Moneymakers
For US armed forces it is now adieu metals, and welcome plastics. Researchers at Stevens Institute of Technology have designed plastic-composite nosecones for shoulder-fired missiles for the marines. Plastic composites are inexpensive and lighter than metal parts. Difficult to produce, they were ignored by manufacturers. But the researchers have developed a unit at a manufacturing cost of $40 a piece, as against $400 for the aluminium one currently used. Their next product is targeted at the army. It is a plastic-composite part that could lower the weight of a 63 metric tonne M-113 tank, to 34 metric tonnes. A software package developed at the Hoboken School, New Jersey, has spurred the Stevens design.
The Chinese skin, already famed to be flawless, will not take any chance with pimples and acnes. The French company Rhone-Poulenc SA, plans to set up a US $7.2 million joint venture in Shangdong to manufacture skin-care medicines. It will be represented by its US subsidiary, Dermik, which holds 75 per cent of the venture. Shangdong Medical University Yunmen Pharmaceutical Factory holds the rest. The venture will be operative from July 1995.
British Biotech of the UK has embarked upon the last stage of its clinical trials on batimastat, its most significant drug. In case of successful trials, the drug will be submitted for regulatory approval in Europe. The drug prevents the functioning of enzymes which allow cancerous growth, by destroying the tissue connecting healthy cells.

- **Work required**: Revise the Moneymakers text from "The Chinese skin, already" through "from July 1995.", putting "blemishes" in place of "pimples".

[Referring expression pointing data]
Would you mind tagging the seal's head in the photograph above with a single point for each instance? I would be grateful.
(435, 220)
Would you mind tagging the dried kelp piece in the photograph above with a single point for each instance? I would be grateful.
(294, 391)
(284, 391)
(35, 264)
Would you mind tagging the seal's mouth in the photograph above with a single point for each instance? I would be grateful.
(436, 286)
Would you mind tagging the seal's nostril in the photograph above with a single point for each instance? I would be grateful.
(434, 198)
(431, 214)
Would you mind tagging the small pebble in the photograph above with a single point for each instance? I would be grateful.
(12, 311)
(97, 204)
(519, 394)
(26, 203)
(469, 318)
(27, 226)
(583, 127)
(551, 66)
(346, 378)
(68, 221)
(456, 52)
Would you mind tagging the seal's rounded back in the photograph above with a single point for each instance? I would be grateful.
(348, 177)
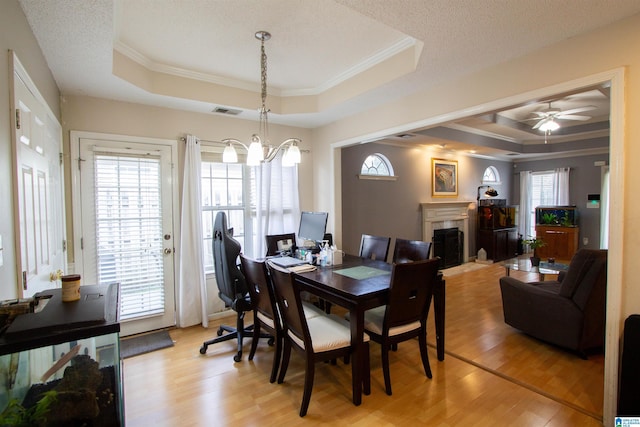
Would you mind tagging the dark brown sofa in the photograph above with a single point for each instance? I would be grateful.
(569, 312)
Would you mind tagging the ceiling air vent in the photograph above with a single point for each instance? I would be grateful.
(224, 110)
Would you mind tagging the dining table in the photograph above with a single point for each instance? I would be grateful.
(359, 284)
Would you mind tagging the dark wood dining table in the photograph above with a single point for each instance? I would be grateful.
(359, 284)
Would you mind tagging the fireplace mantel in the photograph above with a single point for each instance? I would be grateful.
(436, 215)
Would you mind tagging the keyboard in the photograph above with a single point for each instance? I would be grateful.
(287, 261)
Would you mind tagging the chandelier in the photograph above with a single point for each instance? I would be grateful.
(260, 149)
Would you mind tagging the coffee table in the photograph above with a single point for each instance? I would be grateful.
(524, 264)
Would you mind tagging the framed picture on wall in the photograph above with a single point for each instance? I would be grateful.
(444, 179)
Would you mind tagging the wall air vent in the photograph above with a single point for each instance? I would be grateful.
(224, 110)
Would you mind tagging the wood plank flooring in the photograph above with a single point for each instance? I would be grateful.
(492, 374)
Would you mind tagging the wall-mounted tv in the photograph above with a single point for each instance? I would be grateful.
(313, 226)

- **Answer to the exercise**:
The Chinese skin, already famed to be flawless, will not take any chance with blemishes and acnes. The French company Rhone-Poulenc SA, plans to set up a US $7.2 million joint venture in Shangdong to manufacture skin-care medicines. It will be represented by its US subsidiary, Dermik, which holds 75 per cent of the venture. Shangdong Medical University Yunmen Pharmaceutical Factory holds the rest. The venture will be operative from July 1995.